**FRAGMENT DOKUMENTU:**
● ● ● ● ●

NaStyku.pl

Anna Lipiak: Muzyka jest dla mnie jak powietrze, jest niezbędna do życia

Anna Lipiak to młoda i obiecująca pianistka. Jest laureatką wielu prestiżowych konkursów muzycznych. Naukę gry na fortepianie rozpoczęła w wieku 6 lat w Szkole Muzycznej I i II stopnia w Zgorzelcu w klasie Cezarego Kłosa.
Anna Lipiak
Anna Lipiak

Anna Lipiak to młoda i obiecująca pianistka. Jest laureatką wielu prestiżowych konkursów muzycznych. Naukę gry na fortepianie rozpoczęła w wieku 6 lat w Szkole Muzycznej I i II stopnia w Zgorzelcu w klasie Cezarego Kłosa. W najbliższy piątek po raz kolejny zagra podczas „Muzycznych Piątków”, organizowanych przez Miejski Dom Kultury w parku im. ks. Popiełuszki.

Tak pokrótce, czym się teraz zajmujesz?

Od roku mieszkam i studiuję w Bydgoszczy na Akademii Muzycznej im. F. Nowowiejskiego w klasie prof. Katarzyny Popowej-Zydroń i prof. Jerzego Sulikowskiego. Są to, ośmielę się stwierdzić, najwybitniejsi pedagodzy w polskim szkolnictwie artystycznym. W najbliższym roku wraz z wykonaniem recitalu dyplomowego, ukończę studia magisterskie na tejże uczelni. W tym roku znacznie ożywiło się też moje życie artystyczne. Odwiedziłam z tournee koncertowym Włochy, Norwegię oraz kilka polskich miast. Do nowych doświadczeń mogę dodać fakt, iż rozpoczęłam działalność pedagogiczną. Od tego roku pracuję z pięciorgiem uczniów ze znacznymi sukcesami. Podczas naszej współpracy moja 12-letnia uczennica została laureatką trzech znaczących w Polsce konkurów.

● ● ● ● ●

**LISTA ZADAŃ:**
- a) Wymień wszystkich pedagogów, w których klasach według wywiadu z Anną Lipiak pianistka uczyła się lub się uczy.
- b) W wywiadzie z Anną Lipiak zamień "Norwegię" na "Szwecję" i przepisz fragment, zaczynając od "Tak pokrótce, czym" i kończąc na "w Polsce konkurów.".
- c) Streść wywiad z Anną Lipiak w dwóch zdaniach.
Wpisy umieszczone dalej pochodzą z innego źródła niż wywiad z Anną Lipiak.

● ● ● ● ●

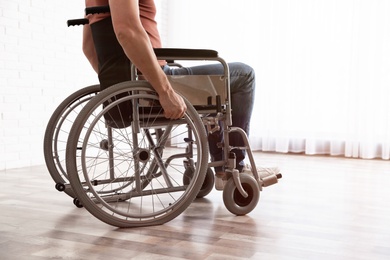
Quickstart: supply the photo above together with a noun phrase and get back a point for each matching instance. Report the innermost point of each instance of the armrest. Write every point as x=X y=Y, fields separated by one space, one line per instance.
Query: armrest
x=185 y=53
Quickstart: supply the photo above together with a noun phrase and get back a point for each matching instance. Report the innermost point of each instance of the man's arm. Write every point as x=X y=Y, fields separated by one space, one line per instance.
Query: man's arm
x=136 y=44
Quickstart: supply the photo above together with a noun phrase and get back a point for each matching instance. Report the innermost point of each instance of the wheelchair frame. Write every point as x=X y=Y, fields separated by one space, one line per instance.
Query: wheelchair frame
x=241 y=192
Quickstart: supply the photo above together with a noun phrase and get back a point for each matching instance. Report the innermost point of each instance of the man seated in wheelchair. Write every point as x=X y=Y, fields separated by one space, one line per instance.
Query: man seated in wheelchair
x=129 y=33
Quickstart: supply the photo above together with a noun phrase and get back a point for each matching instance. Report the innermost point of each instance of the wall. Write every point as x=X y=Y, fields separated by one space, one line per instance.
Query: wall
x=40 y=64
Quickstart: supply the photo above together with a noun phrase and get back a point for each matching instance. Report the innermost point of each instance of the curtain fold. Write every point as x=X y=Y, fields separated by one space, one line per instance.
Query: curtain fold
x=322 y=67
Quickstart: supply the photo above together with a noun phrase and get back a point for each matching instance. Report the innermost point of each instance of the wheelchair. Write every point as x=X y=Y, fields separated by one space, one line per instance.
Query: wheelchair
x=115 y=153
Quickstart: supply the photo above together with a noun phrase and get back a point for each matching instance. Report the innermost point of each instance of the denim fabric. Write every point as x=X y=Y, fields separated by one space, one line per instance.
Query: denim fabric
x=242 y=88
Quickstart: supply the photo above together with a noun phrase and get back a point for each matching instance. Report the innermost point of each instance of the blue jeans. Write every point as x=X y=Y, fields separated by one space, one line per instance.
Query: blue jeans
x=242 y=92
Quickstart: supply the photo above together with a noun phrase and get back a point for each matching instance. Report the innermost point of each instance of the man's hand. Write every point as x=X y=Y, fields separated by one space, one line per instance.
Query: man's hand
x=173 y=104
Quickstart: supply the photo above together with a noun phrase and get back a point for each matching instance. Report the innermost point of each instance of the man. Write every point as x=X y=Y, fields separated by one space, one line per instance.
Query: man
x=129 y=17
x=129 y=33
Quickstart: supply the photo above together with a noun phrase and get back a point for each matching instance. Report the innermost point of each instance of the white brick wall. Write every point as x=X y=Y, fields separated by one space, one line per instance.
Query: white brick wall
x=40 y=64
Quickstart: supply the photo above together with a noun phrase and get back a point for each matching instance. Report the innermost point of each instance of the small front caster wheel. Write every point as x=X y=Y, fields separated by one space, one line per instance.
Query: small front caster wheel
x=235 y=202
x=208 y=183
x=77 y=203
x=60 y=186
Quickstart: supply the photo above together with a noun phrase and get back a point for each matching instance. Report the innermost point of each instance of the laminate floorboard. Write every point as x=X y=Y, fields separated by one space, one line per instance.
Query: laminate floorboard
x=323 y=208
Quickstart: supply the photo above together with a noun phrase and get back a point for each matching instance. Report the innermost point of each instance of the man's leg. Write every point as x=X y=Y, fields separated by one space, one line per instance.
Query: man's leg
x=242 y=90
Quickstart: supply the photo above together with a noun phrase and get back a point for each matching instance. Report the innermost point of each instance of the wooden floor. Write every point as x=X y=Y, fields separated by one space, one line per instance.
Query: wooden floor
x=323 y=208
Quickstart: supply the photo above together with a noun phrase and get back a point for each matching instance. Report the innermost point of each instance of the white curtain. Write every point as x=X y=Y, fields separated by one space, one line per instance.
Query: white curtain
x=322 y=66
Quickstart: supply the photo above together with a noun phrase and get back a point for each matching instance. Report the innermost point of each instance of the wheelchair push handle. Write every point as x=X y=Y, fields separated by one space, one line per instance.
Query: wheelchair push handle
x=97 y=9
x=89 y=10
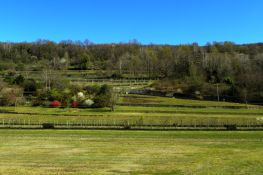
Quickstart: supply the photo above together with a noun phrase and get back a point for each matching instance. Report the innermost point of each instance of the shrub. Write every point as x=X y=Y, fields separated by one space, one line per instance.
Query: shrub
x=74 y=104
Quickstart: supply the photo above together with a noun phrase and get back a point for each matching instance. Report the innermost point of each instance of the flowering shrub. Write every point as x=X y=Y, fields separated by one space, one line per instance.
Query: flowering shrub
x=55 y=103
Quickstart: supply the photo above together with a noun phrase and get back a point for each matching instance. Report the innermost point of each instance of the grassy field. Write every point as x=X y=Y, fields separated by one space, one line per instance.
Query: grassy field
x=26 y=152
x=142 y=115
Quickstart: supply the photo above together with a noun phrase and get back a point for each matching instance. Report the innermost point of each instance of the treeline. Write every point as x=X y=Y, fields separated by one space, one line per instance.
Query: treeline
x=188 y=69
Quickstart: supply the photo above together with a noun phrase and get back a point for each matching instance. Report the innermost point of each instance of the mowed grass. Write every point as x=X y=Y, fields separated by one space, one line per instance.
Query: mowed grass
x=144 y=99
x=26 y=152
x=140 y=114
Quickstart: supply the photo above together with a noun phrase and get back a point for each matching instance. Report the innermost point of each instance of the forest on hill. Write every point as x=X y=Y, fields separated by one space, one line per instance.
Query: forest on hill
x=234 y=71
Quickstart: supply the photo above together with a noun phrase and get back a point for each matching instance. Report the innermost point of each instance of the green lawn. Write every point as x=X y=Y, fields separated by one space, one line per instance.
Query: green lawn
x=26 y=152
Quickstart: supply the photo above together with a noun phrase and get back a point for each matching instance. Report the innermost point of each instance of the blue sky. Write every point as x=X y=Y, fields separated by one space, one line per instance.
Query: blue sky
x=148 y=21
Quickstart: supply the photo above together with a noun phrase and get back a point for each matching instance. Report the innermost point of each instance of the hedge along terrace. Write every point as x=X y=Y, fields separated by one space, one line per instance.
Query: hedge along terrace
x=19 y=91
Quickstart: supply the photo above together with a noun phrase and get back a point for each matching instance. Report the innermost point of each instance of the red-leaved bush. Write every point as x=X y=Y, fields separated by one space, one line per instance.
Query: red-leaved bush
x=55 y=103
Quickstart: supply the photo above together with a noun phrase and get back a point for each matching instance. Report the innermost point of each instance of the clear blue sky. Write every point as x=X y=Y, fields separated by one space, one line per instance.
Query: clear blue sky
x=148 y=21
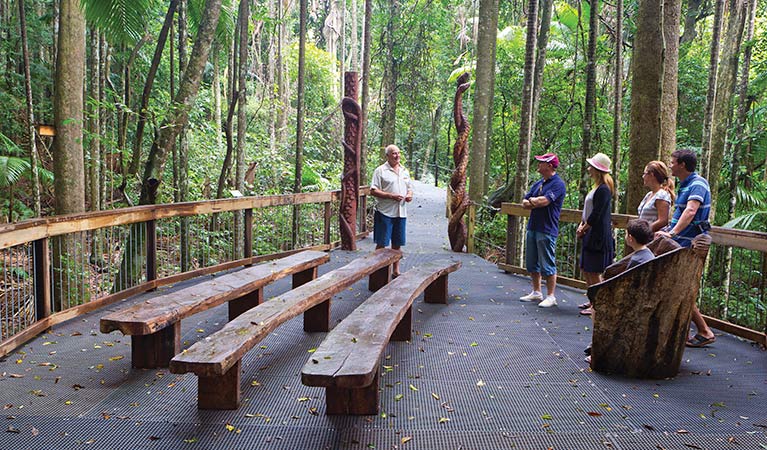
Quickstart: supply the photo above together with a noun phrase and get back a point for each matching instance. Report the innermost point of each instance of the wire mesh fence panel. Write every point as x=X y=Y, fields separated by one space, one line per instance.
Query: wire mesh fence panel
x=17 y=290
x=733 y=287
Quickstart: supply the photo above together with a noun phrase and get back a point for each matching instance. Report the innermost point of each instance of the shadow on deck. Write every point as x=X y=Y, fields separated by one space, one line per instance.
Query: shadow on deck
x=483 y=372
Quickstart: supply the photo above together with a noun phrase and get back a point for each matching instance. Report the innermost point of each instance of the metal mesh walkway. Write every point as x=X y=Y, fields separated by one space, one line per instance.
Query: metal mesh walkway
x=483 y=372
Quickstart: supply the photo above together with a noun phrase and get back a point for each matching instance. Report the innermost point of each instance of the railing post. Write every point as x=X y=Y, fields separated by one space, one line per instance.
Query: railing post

● ● ● ● ●

**LISTA ROZWIĄZAŃ:**
- a) Cezary Kłos, prof. Katarzyna Popowa-Zydroń, prof. Jerzy Sulikowski

- b)
Tak pokrótce, czym się teraz zajmujesz?

Od roku mieszkam i studiuję w Bydgoszczy na Akademii Muzycznej im. F. Nowowiejskiego w klasie prof. Katarzyny Popowej-Zydroń i prof. Jerzego Sulikowskiego. Są to, ośmielę się stwierdzić, najwybitniejsi pedagodzy w polskim szkolnictwie artystycznym. W najbliższym roku wraz z wykonaniem recitalu dyplomowego, ukończę studia magisterskie na tejże uczelni. W tym roku znacznie ożywiło się też moje życie artystyczne. Odwiedziłam z tournee koncertowym Włochy, Szwecję oraz kilka polskich miast. Do nowych doświadczeń mogę dodać fakt, iż rozpoczęłam działalność pedagogiczną. Od tego roku pracuję z pięciorgiem uczniów ze znacznymi sukcesami. Podczas naszej współpracy moja 12-letnia uczennica została laureatką trzech znaczących w Polsce konkurów.

- c) Anna Lipiak to młoda pianistka i laureatka wielu prestiżowych konkursów, która zaczęła grać na fortepianie w wieku 6 lat w Zgorzelcu, a teraz studiuje na Akademii Muzycznej w Bydgoszczy i w najbliższym roku ukończy studia magisterskie. W tym roku koncertowała we Włoszech, w Norwegii i w kilku polskich miastach, a także rozpoczęła działalność pedagogiczną z pięciorgiem uczniów.